◆ TASK ◆
Return all the entries. Match them word for word.

*** GIVEN RECORDS ***

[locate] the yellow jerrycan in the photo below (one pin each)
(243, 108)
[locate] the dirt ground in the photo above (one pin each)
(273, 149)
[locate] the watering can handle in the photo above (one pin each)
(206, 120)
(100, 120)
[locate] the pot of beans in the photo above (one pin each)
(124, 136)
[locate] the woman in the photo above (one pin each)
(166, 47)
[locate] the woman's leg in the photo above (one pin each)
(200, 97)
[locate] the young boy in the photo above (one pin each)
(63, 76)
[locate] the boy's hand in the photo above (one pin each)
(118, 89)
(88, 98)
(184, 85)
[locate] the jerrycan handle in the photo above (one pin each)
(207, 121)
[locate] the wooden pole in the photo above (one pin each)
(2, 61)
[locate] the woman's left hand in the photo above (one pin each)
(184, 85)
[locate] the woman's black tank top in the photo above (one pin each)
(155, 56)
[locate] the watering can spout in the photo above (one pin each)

*** End of GIVEN RECORDS ***

◆ THE ANSWER ◆
[locate] the yellow jerrycan in the photo below (one pin each)
(243, 108)
[locate] the dirt ground in the photo above (one pin each)
(273, 149)
[locate] the watering can handle in the photo above (one pin each)
(206, 120)
(100, 120)
[locate] the pot of beans in the photo above (one pin each)
(124, 136)
[locate] the woman in the photo above (one pin each)
(166, 47)
[locate] the woman's leg in the photo above (one pin each)
(200, 97)
[locate] the young boy in the photo above (one pin each)
(63, 76)
[locate] the boy's hand in the photo above (one pin each)
(118, 89)
(88, 98)
(184, 85)
[locate] the jerrycan handle in the photo above (one pin each)
(207, 121)
[locate] the wooden pole in the photo above (one pin each)
(2, 61)
[locate] the woman's left hand in the photo above (one pin each)
(184, 85)
[locate] the woman's black tank top in the photo above (one pin each)
(155, 56)
[locate] the watering can spout in the photo above (one pin each)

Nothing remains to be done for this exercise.